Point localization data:
= = =

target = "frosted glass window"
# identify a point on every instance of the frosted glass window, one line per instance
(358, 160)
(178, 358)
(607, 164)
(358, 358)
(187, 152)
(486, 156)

= = =

> Exercise prompt: Write out the data above once more, exactly as it stands.

> Result for this exercise:
target = "frosted glass window"
# identify a point on every instance of the frosted glass window, one line per instance
(358, 160)
(178, 358)
(607, 164)
(358, 358)
(187, 152)
(486, 156)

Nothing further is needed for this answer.